#### [WHAT IS REQUIRED]
Reproduce every line of the data below verbatim, omitting the pictures.

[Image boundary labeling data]
--------------------------------
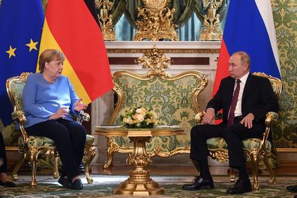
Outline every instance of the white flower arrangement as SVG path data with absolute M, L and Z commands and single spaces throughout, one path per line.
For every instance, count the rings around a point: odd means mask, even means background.
M 153 110 L 140 107 L 126 111 L 121 116 L 121 120 L 127 127 L 148 128 L 154 126 L 156 118 Z

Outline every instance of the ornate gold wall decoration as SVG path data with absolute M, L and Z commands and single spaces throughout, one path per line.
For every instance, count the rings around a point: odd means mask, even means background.
M 95 0 L 96 8 L 100 10 L 98 15 L 99 22 L 104 41 L 115 40 L 115 28 L 113 28 L 111 15 L 108 15 L 108 10 L 111 10 L 113 2 L 109 0 Z
M 168 39 L 178 41 L 175 25 L 173 22 L 175 9 L 170 10 L 168 4 L 171 0 L 142 0 L 144 8 L 137 8 L 137 17 L 140 20 L 136 21 L 137 31 L 133 41 L 148 39 L 157 41 Z
M 204 27 L 200 31 L 200 40 L 221 40 L 222 28 L 220 27 L 220 15 L 216 14 L 218 8 L 222 6 L 222 0 L 203 0 L 203 9 L 207 9 L 207 15 L 204 15 Z

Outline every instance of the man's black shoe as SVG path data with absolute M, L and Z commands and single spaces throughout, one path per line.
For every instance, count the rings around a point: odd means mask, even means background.
M 61 176 L 58 180 L 59 184 L 62 185 L 67 188 L 73 188 L 73 183 L 71 181 L 68 180 L 67 178 Z
M 9 181 L 4 183 L 3 183 L 2 181 L 0 181 L 0 186 L 4 186 L 9 188 L 15 188 L 15 186 L 17 186 L 15 183 Z
M 82 185 L 82 180 L 79 178 L 73 181 L 73 189 L 75 190 L 82 190 L 84 185 Z
M 227 190 L 227 194 L 242 194 L 251 191 L 251 181 L 238 179 L 236 181 L 234 186 Z
M 196 190 L 199 189 L 213 189 L 213 180 L 212 178 L 205 179 L 200 176 L 195 177 L 193 182 L 190 184 L 184 184 L 182 190 Z
M 292 192 L 297 192 L 297 185 L 289 186 L 287 187 L 287 190 Z

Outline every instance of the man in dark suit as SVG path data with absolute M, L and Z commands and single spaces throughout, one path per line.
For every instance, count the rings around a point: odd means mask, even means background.
M 239 179 L 228 194 L 251 191 L 246 168 L 242 141 L 260 138 L 265 130 L 265 116 L 268 111 L 278 111 L 278 103 L 269 80 L 249 73 L 250 59 L 245 52 L 236 52 L 229 59 L 230 76 L 222 80 L 220 87 L 207 104 L 203 117 L 204 125 L 191 131 L 191 154 L 200 175 L 182 188 L 188 190 L 212 189 L 213 181 L 207 162 L 207 140 L 223 137 L 228 145 L 229 166 L 238 169 Z M 213 123 L 215 112 L 222 109 L 222 123 Z
M 287 187 L 287 190 L 290 192 L 297 192 L 297 185 L 289 186 Z M 294 198 L 297 198 L 297 195 L 295 195 Z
--------------------------------
#### [EXERCISE RESULT]
Outline every instance of the white flower arrangement as SVG path data with absolute M, L and Z commands and single spaces throughout, one path per line.
For every instance, count the rings around a point: odd means mask, even means background.
M 153 110 L 140 107 L 126 111 L 121 116 L 121 120 L 127 127 L 148 128 L 154 126 L 156 118 Z

Outline every instance of the ornate gold wall decoration as SVG path data with absolute M, L and Z commands and single spaces throughout, one path per line.
For every instance, count the rings around a point: odd means mask, even means background.
M 95 0 L 96 8 L 100 10 L 98 15 L 99 22 L 104 41 L 115 40 L 115 28 L 113 28 L 111 15 L 108 15 L 108 10 L 111 10 L 113 2 L 109 0 Z
M 168 39 L 178 41 L 175 25 L 173 22 L 175 9 L 170 10 L 168 4 L 171 0 L 142 0 L 144 8 L 137 8 L 137 17 L 140 20 L 136 21 L 137 31 L 133 41 L 148 39 L 157 41 Z
M 204 27 L 200 31 L 200 40 L 221 40 L 222 28 L 220 27 L 220 15 L 216 14 L 218 8 L 222 6 L 222 0 L 203 0 L 203 9 L 207 9 L 207 15 L 204 15 Z

Outline every instance of the man's black shoe as SVG path data with absolute M, L and Z commands and single spaces throughout, one path per line.
For every instance, count the rings around a point: odd means mask, even means background.
M 61 176 L 58 180 L 59 184 L 62 185 L 67 188 L 73 188 L 73 183 L 71 181 L 68 180 L 67 178 Z
M 9 181 L 4 183 L 3 183 L 2 181 L 0 181 L 0 186 L 4 186 L 9 188 L 15 188 L 15 186 L 17 186 L 15 183 Z
M 82 185 L 82 180 L 79 178 L 73 181 L 73 189 L 75 190 L 82 190 L 84 185 Z
M 227 190 L 227 194 L 242 194 L 251 191 L 251 181 L 238 179 L 236 181 L 234 186 Z
M 196 190 L 199 189 L 213 189 L 213 180 L 212 178 L 205 179 L 200 176 L 195 177 L 193 182 L 190 184 L 184 184 L 182 190 Z
M 292 192 L 297 192 L 297 185 L 289 186 L 287 187 L 287 190 Z

Outline every instance of the man in dark suit as SVG path data with absolute M, L and Z commands and single spaces throughout, one path per line.
For every instance, count the rings around a point: odd means mask, even means background.
M 239 179 L 228 194 L 251 191 L 246 168 L 242 141 L 260 138 L 265 130 L 265 116 L 268 111 L 278 111 L 278 103 L 269 80 L 249 73 L 250 59 L 245 52 L 236 52 L 229 59 L 230 76 L 222 80 L 220 87 L 207 104 L 203 117 L 204 125 L 191 131 L 191 154 L 200 175 L 182 188 L 188 190 L 212 189 L 213 181 L 207 162 L 207 140 L 223 137 L 228 145 L 229 166 L 238 169 Z M 213 123 L 215 112 L 222 109 L 222 123 Z
M 287 187 L 287 190 L 290 192 L 297 192 L 297 185 L 289 186 Z M 294 198 L 297 198 L 297 195 L 295 195 Z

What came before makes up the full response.